Find each line below that contains the word "headscarf" and copy every such line in full.

- - - - -

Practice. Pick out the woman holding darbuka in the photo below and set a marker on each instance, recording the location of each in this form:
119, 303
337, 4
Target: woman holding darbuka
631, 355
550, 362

- - - - -

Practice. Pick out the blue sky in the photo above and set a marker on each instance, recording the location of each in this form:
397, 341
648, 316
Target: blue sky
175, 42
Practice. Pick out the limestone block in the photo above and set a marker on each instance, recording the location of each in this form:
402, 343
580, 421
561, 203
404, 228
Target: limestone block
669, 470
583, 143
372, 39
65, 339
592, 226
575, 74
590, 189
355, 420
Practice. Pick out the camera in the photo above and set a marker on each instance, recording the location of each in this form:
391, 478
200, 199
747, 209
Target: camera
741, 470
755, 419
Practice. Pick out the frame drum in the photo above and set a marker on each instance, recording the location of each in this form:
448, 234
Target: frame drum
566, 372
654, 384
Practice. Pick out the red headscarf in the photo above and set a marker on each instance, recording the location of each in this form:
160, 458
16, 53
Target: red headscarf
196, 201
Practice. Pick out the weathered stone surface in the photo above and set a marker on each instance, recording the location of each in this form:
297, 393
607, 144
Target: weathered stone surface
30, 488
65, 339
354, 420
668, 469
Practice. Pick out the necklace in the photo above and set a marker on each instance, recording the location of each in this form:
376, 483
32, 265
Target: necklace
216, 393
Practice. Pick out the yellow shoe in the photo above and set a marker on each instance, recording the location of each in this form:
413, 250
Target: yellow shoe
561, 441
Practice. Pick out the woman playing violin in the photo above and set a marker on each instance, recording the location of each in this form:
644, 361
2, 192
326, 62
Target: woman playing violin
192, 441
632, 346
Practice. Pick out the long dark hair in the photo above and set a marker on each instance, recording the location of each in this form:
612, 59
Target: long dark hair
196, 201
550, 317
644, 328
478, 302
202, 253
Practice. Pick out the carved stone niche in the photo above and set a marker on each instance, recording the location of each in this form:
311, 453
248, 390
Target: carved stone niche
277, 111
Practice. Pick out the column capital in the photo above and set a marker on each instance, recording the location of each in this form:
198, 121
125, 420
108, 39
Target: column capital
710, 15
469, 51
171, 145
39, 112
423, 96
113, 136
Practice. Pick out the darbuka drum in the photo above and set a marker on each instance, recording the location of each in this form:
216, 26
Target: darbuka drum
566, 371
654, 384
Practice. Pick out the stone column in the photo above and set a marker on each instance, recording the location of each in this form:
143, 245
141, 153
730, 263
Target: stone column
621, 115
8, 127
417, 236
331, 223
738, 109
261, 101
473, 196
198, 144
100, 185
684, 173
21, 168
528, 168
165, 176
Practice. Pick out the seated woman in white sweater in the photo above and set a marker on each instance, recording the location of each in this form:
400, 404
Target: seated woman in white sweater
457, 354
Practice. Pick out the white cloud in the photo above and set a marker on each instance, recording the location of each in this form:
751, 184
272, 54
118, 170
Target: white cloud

- - - - -

◆ FULL RESPONSE
Practice. Pick out the red headscarf in the photo above and set a marker on each instance, recording the location of each in this form:
Target: red headscarf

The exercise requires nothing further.